Instruction - Reproduce the records that follow, replacing every occurrence of "in this lesson" with "in this exercise" and leaving all other text unchanged.
++++ Data lines ++++
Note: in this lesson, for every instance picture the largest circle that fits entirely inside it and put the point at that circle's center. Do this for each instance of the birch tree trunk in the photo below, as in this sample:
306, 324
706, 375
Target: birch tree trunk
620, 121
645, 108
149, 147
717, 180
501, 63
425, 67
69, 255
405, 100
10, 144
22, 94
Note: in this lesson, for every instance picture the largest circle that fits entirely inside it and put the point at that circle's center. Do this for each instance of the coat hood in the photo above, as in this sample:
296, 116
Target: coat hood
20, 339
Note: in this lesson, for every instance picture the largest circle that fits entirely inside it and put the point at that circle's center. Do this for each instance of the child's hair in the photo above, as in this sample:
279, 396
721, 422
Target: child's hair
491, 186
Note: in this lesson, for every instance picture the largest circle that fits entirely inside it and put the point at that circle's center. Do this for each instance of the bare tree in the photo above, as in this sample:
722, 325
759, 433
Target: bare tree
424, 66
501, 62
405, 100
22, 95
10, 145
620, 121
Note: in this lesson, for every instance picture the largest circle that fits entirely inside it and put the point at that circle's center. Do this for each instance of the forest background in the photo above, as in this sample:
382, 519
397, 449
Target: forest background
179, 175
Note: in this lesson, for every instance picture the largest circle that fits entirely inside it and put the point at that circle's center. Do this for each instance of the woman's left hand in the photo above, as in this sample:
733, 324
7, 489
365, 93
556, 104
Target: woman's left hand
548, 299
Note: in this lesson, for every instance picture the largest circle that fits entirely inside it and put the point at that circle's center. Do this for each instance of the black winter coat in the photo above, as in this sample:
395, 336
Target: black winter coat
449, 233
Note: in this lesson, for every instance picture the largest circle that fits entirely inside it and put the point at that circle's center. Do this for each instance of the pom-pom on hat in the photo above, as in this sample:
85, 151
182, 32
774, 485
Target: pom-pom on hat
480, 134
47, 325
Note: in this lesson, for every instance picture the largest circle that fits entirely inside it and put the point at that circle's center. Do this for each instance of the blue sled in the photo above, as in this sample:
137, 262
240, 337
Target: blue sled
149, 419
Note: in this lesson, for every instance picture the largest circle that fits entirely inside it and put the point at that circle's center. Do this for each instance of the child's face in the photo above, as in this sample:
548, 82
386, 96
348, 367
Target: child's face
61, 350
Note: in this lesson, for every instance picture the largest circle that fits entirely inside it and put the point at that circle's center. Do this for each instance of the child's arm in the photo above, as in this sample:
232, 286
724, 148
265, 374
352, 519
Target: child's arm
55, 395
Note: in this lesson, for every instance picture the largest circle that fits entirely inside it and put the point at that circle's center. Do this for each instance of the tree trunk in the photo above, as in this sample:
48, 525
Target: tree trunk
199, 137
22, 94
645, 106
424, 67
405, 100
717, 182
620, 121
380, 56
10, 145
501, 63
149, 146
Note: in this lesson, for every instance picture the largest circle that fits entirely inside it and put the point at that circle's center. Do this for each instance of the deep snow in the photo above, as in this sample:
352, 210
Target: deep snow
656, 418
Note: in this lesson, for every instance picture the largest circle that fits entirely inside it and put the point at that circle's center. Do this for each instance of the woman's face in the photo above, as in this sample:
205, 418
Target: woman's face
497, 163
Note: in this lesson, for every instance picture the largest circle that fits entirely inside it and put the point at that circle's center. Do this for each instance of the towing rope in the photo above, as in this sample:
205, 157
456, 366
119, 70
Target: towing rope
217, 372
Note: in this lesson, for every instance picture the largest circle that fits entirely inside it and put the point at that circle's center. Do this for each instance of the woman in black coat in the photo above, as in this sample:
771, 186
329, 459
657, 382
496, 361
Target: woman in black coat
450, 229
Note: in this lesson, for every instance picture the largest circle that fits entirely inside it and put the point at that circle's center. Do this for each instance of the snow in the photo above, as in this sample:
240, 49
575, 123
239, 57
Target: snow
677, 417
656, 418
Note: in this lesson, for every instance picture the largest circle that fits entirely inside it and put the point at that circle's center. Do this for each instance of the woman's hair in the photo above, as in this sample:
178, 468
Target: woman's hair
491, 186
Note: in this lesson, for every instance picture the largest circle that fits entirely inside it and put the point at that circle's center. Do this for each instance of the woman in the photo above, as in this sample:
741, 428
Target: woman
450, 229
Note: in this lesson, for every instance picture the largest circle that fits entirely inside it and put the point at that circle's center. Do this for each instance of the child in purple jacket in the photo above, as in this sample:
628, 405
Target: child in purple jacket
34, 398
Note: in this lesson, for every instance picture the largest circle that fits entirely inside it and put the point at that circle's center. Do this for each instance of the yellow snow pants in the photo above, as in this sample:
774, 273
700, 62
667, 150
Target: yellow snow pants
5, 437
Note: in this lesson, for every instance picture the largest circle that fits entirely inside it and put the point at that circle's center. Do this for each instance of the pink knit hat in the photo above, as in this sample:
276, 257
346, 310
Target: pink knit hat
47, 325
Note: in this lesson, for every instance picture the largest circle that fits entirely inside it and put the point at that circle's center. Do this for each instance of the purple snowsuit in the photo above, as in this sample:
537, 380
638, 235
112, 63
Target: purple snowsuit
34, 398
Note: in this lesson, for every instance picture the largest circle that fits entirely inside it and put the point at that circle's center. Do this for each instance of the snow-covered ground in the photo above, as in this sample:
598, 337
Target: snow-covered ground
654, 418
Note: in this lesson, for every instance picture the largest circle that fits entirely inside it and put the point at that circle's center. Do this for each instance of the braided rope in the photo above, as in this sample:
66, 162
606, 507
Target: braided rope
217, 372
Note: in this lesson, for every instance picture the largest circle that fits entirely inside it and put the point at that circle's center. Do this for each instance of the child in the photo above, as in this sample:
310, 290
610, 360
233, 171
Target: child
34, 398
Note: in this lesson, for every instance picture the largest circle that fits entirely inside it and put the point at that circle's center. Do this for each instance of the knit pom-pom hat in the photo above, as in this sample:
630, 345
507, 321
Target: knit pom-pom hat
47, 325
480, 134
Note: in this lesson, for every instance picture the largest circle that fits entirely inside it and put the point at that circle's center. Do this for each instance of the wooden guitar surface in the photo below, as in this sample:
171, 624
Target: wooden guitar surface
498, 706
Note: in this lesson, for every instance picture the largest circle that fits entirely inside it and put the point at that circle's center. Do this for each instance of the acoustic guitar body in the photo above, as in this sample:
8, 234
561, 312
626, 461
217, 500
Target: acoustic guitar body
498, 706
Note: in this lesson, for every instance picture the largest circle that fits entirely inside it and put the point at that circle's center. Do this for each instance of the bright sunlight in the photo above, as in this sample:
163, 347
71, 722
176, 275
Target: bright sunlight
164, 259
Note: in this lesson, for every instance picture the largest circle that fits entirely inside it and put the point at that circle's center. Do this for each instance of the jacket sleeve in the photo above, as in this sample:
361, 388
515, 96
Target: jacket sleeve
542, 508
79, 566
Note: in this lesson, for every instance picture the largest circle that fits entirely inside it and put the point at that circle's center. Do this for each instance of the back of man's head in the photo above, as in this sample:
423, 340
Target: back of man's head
++++
Reply -
Note: in this exercise, for every instance picture the largest circle that fits entirely inside it and put the point at that circle's center. Do this for each instance of the birch tree trunk in the photo below, as in this sample:
306, 324
706, 375
Target: birch tree trunk
620, 121
645, 108
149, 147
717, 180
501, 63
425, 67
69, 255
405, 100
10, 144
22, 94
Note: in this exercise, for every instance picture the largest circle that fits entirely inside it and put the point at that circle's center. Do this for each instance of the coat hood in the photo above, as in this sample:
296, 116
Target: coat hood
20, 339
Note: in this exercise, for every instance picture the largest circle that fits entirely inside it and put the point at that circle's center. Do this for each instance of the child's hair in the photo above, as in this sample:
279, 396
721, 422
Target: child's hair
491, 186
Note: in this exercise, for every instance picture the largest circle that fits entirely inside it and put the point at that circle's center. Do this for each instance of the bare tree in the photo above, as in this sample:
722, 325
759, 433
Target: bare tree
424, 66
501, 62
405, 100
22, 95
10, 145
620, 121
Note: in this exercise, for every instance picture the largest circle that fits entirely inside it and put the point at that circle's center. Do this for each instance of the forest background in the photo above, as in this sample:
382, 519
397, 449
Target: forest background
179, 175
Note: in this exercise, for every instance picture the largest circle that fits entirely inside it and put the point at that circle's center. Do this for each instance of the woman's left hand in the photo above, as in this sample:
733, 324
7, 489
365, 93
556, 104
Target: woman's left hand
548, 299
Note: in this exercise, for every instance picture the largest circle that fits entirely inside it and put the point at that circle's center. Do this for each instance of the black winter coat in the photo above, as in this sample:
395, 336
Target: black winter coat
449, 233
Note: in this exercise, for every instance picture the largest circle that fits entirely inside it and put the point at that circle's center. Do this for each instance of the pom-pom on hat in the photo above, as in this sample:
85, 151
182, 32
774, 485
Target: pom-pom on hat
480, 134
47, 325
Note: in this exercise, for every instance picture the largest circle that fits entirely inside it and put the point at that circle's center. Do this for each instance of the blue sled in the photo above, as in this sample:
137, 262
240, 337
Target: blue sled
149, 419
Note: in this exercise, for every instance picture the largest circle that fits entirely inside it and put the point at that circle's center. Do this for each instance of the child's face in the photo above, as in this sample:
548, 82
386, 96
348, 367
Target: child's face
61, 350
Note: in this exercise, for every instance picture the largest circle that fits entirely inside it and put the point at that circle's center. Do this for each instance of the child's arm in the photo above, as in this sample:
232, 286
724, 148
265, 374
352, 519
Target: child's arm
55, 395
Note: in this exercise, for every instance picture the largest circle that fits entirely inside it and put the point at that circle's center. Do this for each instance of the tree trunk in the photo above, as in this sample:
48, 525
Target: tree trunk
199, 137
22, 94
645, 106
424, 67
405, 100
717, 182
620, 121
380, 56
10, 145
501, 63
149, 146
Note: in this exercise, for every instance picture the largest circle that fits entirely inside it and put the point at that circle's center. Do this for each instance of the deep snow in the photo above, as in this sample:
352, 210
Target: deep snow
656, 418
Note: in this exercise, for every instance picture the largest circle that fits entirely inside it and put the point at that circle's center. Do this for each instance of the woman's face in the photo above, as in this sample:
205, 418
Target: woman's face
497, 163
Note: in this exercise, for every instance picture the largest circle that fits entirely inside it and put the point at that circle's center. Do this for each instance of the towing rope in the photo above, as in this sample:
205, 157
456, 366
119, 70
Target: towing rope
217, 372
Note: in this exercise, for every instance picture the largest circle that fits entirely inside it and put the point at that circle's center. Do this for each instance of the woman in black coat in the photo above, as in this sample:
771, 186
329, 459
657, 382
496, 361
Target: woman in black coat
450, 229
Note: in this exercise, for every instance picture the largest circle that fits entirely inside it and put the point at that circle's center. Do this for each instance of the snow in the photo above, as in this sample:
240, 49
575, 123
239, 57
Target: snow
677, 417
656, 418
Note: in this exercise, for every instance picture the largest circle that fits entirely inside it and put the point at that circle's center. Do this for each instance of the woman's hair in the photo above, as in this sample:
178, 468
Target: woman's hair
491, 186
Note: in this exercise, for every instance picture the largest circle that fits entirely inside it and put the point at that circle's center. Do this for each instance of the woman in the photo above, as in this sample:
741, 428
Target: woman
450, 229
Note: in this exercise, for every instance picture the largest circle that fits entirely inside it and put the point at that circle's center. Do this for each instance of the child in purple jacket in the photo above, as in this sample:
628, 405
Target: child in purple jacket
34, 398
Note: in this exercise, for every instance picture the largest circle that fits entirely inside it and put the point at that circle's center. Do this for each instance of the yellow snow pants in the photo above, as in this sample:
774, 273
700, 62
667, 150
Target: yellow snow pants
5, 437
Note: in this exercise, for every instance picture the largest circle that fits entirely inside it and put the point at that circle's center. Do this for each instance of the pink knit hat in the photo above, as in this sample:
276, 257
346, 310
Target: pink knit hat
47, 325
Note: in this exercise, for every instance picture the largest circle that fits entirely inside it and put the point at that circle's center. Do this for each instance of the purple snowsuit in the photo above, as in this sample:
537, 380
638, 235
112, 63
Target: purple snowsuit
34, 398
Note: in this exercise, for every instance picture the largest circle that fits entirely inside it and put the point at that circle's center. Do this for each instance of the snow-covered ground in the photo above, as in this sample:
598, 337
Target: snow-covered ground
654, 418
Note: in this exercise, for every instance picture the largest circle that fits entirely inside it and put the point at that circle's center. Do this for each instance of the braided rope in the photo above, as in this sample:
66, 162
606, 507
Target: braided rope
217, 372
Note: in this exercise, for every instance picture the largest circle that fits entirely inside it and put the point at that circle's center. Do this for each instance of the child in the photo above, as in this sample:
310, 290
610, 360
233, 171
Target: child
34, 398
Note: in this exercise, for every instance picture the largest circle that fits entirely inside it and put the point at that circle's center. Do this for each instance of the knit pom-pom hat in the photo above, as in this sample:
630, 345
507, 321
Target: knit pom-pom hat
47, 325
480, 134
Note: in this exercise, for every instance picture the largest circle that fits entirely inside it and put the point at that circle's center. Do this for each instance of the wooden guitar surface in the photo below, as in this sample:
171, 624
Target: wooden guitar surface
498, 706
Note: in this exercise, for every instance picture the largest circle that fits entirely inside it and put the point at that circle's center. Do this for each instance of the acoustic guitar body in the photo above, as in this sample:
8, 234
561, 312
626, 461
217, 500
Target: acoustic guitar body
498, 706
Note: in this exercise, for every instance picture the largest circle that fits entirely inside it and put the point at that circle's center. Do this for each instance of the bright sunlight in the photo above, as in this sample:
163, 347
71, 722
176, 275
Target: bright sunlight
164, 259
Note: in this exercise, for every instance picture the largest circle that fits entirely inside it and put the point at that circle's center. Do this for each instance of the jacket sleeve in the photo above, as in this sample:
361, 388
515, 96
Target: jacket sleeve
542, 508
79, 566
Note: in this exercise, for every instance picture the largest circle that fits entirely inside it and put the point at that circle's center. Do this for each instance of the back of man's head in the photo above, as in this sample:
423, 340
Target: back of man's head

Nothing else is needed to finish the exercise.